#### 作業内容
a: 本文によると、実質的にケアを強いてしまう人は、筆者の経験上、男女のどちらが多いか。
b: 本文で、"善意"を突っ込んでくる人たちの言葉としてかぎ括弧で示されている発言をすべて書き出せ。
c: 本文の「先のように実質的にはケアを強」から「の1つではないかと思うのだ。」までを、「偏見」を「先入観」に置き換えたうえで書き直せ。

─── 本文抜粋

一歩踏み込んだケアを求めている人やそういうときもあるだろう。けれど、こちらが否定したり断ったりしているのに「あなたは弱い」「可哀想だ」「今は大丈夫だけど状況が悪くなる可能性もあるから心配だ」と”善意”を突っ込んでくる人たち。その勢いの背後にはエゴのようなものを感じざるを得ない。

実際、それはエゴなのだと思う。相手は私のことを考えてケアしようとしたのではない。恐らくは、自分がケアされたかったのではないか。

男性の傷ついていい権利、弱くなる権利

男女問わず「ケアされたい」と思う感情自体は悪くない。というよりも、何かや誰かによる寄る辺なくして一人でまるきり生きていける人などいないだろう。しかし「弱者としての立場を強要しながら、自分をケアしてほしい」という欲望を差し向けられた側は、二重の負担を強いられることになる

先のように実質的にはケアを強いてしまう人は男女問わずいると思うし、ジェンダーで切り分けて新たな分断や偏見を生みたくはないけれど、私の経験上、圧倒的に男性が多いように思う。そして、彼らについては「自分の弱さを認められない弱い男性」とも言えるが、「男性だから自分の弱さを認めにくい」とも表現できる。これもまた以前触れた「男らしさ」の呪いであり、当人を苦しめるだけでなく、周囲にも悪影響を及ぼしている事例の1つではないかと思うのだ。

──────
─── データ抜粋

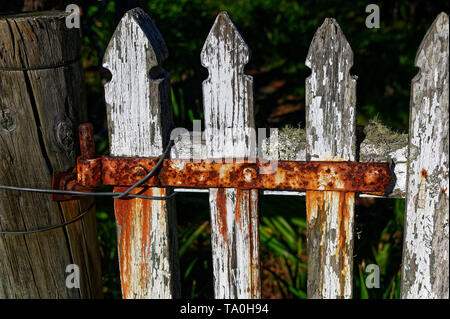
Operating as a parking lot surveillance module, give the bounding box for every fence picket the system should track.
[201,12,261,298]
[103,9,179,298]
[305,18,356,298]
[402,13,449,298]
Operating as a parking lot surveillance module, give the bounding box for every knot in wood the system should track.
[0,109,16,132]
[56,120,74,154]
[242,167,258,184]
[130,165,147,182]
[364,169,380,185]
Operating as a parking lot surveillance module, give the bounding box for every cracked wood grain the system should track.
[402,13,449,298]
[0,11,102,299]
[306,18,356,298]
[103,8,180,299]
[201,12,261,299]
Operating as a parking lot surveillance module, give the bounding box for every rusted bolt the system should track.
[242,167,258,183]
[420,168,428,178]
[364,170,380,185]
[78,123,95,158]
[130,165,147,182]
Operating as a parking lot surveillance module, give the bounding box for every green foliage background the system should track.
[78,0,449,298]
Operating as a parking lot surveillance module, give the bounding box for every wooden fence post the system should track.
[0,11,102,298]
[306,18,356,298]
[201,12,261,299]
[402,13,449,298]
[103,8,180,298]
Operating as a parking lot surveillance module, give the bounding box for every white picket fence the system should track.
[104,9,449,298]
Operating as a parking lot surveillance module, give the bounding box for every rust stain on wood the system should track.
[114,187,153,299]
[234,189,246,231]
[216,188,227,242]
[420,168,428,178]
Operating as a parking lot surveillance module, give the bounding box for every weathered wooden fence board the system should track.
[0,12,102,298]
[201,12,261,298]
[402,13,449,298]
[103,9,180,298]
[306,18,356,298]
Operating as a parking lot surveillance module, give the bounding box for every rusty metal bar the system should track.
[77,156,392,195]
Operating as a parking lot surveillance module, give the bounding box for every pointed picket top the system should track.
[306,18,356,160]
[414,12,449,72]
[305,19,356,298]
[200,11,250,69]
[201,12,254,158]
[103,8,179,299]
[103,8,168,156]
[402,13,449,299]
[103,8,168,71]
[305,18,353,73]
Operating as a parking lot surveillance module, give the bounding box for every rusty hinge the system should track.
[51,124,392,201]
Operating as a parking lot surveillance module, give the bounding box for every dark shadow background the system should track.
[0,0,449,298]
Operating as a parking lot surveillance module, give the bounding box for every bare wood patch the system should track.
[201,12,261,298]
[306,18,356,298]
[103,9,180,298]
[402,13,449,298]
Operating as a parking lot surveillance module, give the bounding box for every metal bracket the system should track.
[54,124,392,198]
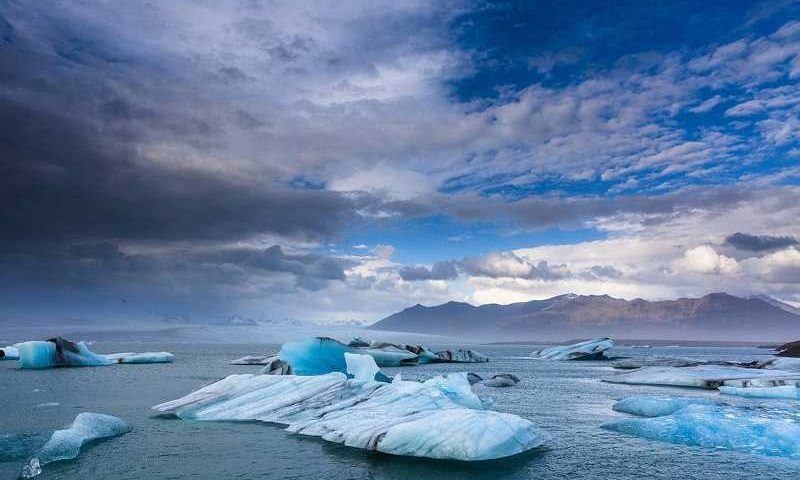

──────

#### 解答
a: 圧倒的に男性が多いように思う、と述べている。

b:
「あなたは弱い」
「可哀想だ」
「今は大丈夫だけど状況が悪くなる可能性もあるから心配だ」

c:
先のように実質的にはケアを強いてしまう人は男女問わずいると思うし、ジェンダーで切り分けて新たな分断や先入観を生みたくはないけれど、私の経験上、圧倒的に男性が多いように思う。そして、彼らについては「自分の弱さを認められない弱い男性」とも言えるが、「男性だから自分の弱さを認めにくい」とも表現できる。これもまた以前触れた「男らしさ」の呪いであり、当人を苦しめるだけでなく、周囲にも悪影響を及ぼしている事例の1つではないかと思うのだ。